Document extract:
▼▼▼

January 12-16, 2008
Town & Country Convention Center
San Diego, CA
Takeshi Itoh , Tsuyoshi Tanaka
In 2004 the International Rice Genome Sequencing Project (IRGSP) determined the complete genome sequence of Oryza sativa L. ssp. japonica cultivar Nipponbare, and recently an updated assembly, build 4, has been released. In addition, 581,446 5'- or 3'-end sequences of rice full-length cDNA (FLcDNA) clones were produced. Using these novel data, the Rice Annotation Project (RAP) updated the annotation of the rice genome. This new annotation data set is freely available through the RAP-DB (http://rapdb.dna.affrc.go.jp/). Since a large number of 5'-end sequences were also available for Arabidopsis FLcDNAs, we decided to conduct comparative sequence analyses of transcription start sites (TSSs) between these two species. The rice end sequences obtained from full-length clones were aligned to the IRGSP build 4 assembly by blast and est2genome. Similarly, the Arabidopsis end sequences were mapped to the Arabidopsis genome. As a result, 45,917 transcription start sites (TSSs) of rice were identified in 24,211 loci, and 35,313 TSSs of Arabidopsis in 16,964 loci. Our analysis of the nucleotide features in their 5'-upsteam regions revealed that the rice and Arabidopsis genes had a clear TATA-like signal in the most upstream TSS, whereas the downstream TSSs displayed somewhat unusual patterns. We also examined the relationship between the number of TSSs and protein sequence conservation. We found that the numbers of TSSs were proportional to the sequence conservation; the more TSSs were, the more the proteins were conserved. Expression of rapidly evolving genes appear to be regulated in limited cases, but conserved genes might be expressed in diverse conditions and tissues through different promoters. Evolutionary significance of TSS biodiversity between rice and Arabidopsis is discussed.

▲▲▲

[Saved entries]
▼▼▼

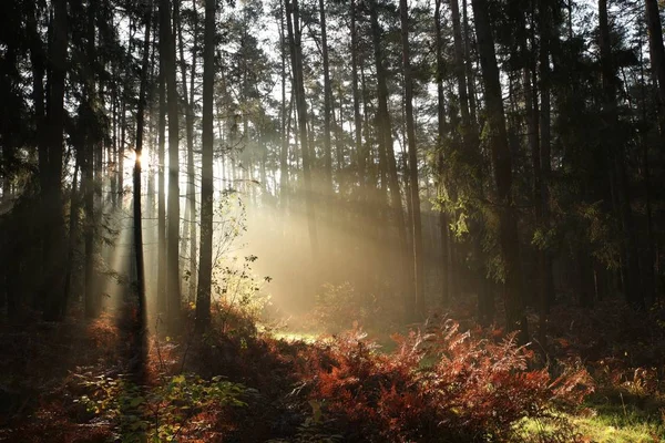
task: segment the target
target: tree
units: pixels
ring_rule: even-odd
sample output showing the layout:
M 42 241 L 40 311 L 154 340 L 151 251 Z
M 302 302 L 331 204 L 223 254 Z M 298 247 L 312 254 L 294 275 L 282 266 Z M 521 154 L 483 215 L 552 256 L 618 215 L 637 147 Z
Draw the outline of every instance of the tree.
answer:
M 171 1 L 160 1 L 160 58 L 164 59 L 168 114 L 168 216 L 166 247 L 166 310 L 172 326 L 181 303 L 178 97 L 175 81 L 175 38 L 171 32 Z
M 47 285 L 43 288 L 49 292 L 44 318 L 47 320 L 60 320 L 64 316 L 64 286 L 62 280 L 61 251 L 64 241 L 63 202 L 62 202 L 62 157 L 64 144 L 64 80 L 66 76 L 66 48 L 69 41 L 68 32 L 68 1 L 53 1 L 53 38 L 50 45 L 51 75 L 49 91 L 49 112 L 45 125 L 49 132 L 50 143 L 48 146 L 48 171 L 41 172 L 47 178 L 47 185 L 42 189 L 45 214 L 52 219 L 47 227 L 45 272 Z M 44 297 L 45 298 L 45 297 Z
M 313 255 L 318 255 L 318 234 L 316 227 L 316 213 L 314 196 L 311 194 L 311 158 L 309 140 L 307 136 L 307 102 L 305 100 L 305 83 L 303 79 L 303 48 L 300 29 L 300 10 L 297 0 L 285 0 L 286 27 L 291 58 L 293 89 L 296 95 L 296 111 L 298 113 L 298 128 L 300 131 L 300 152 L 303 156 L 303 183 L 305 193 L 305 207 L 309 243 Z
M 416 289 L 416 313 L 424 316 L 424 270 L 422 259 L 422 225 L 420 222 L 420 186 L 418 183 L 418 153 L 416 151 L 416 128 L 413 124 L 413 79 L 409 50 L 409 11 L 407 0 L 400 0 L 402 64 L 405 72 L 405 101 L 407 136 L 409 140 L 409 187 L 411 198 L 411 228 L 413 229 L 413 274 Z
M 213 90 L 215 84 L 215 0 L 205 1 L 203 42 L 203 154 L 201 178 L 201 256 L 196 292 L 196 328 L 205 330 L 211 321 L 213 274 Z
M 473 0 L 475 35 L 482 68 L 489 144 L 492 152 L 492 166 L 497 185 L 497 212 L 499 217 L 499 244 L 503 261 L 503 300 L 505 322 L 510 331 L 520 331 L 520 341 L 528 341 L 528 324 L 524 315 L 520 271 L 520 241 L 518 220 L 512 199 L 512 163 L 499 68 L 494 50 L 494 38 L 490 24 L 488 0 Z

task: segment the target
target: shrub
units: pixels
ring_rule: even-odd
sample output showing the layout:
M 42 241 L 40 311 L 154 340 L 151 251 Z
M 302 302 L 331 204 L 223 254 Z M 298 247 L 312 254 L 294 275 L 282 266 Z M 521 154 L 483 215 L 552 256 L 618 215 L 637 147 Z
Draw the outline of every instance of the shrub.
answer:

▲▲▲
▼▼▼

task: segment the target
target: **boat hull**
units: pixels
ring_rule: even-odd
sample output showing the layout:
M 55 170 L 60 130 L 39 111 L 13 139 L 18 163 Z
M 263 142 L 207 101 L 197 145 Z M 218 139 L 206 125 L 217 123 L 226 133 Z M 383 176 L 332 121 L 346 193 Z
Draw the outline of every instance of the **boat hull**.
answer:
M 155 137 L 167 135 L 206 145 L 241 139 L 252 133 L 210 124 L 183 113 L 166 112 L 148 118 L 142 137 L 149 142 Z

▲▲▲

The problem:
Please explain, in one to three sentences, why the authors of the abstract on rice and Arabidopsis transcription start sites decided to compare transcription start sites between those two species.

Task answer:
They compared the two species because a large number of 5'-end sequences were also available for Arabidopsis full-length cDNAs. This matched the rice data, where 581,446 5'- or 3'-end sequences of full-length cDNA clones had been produced.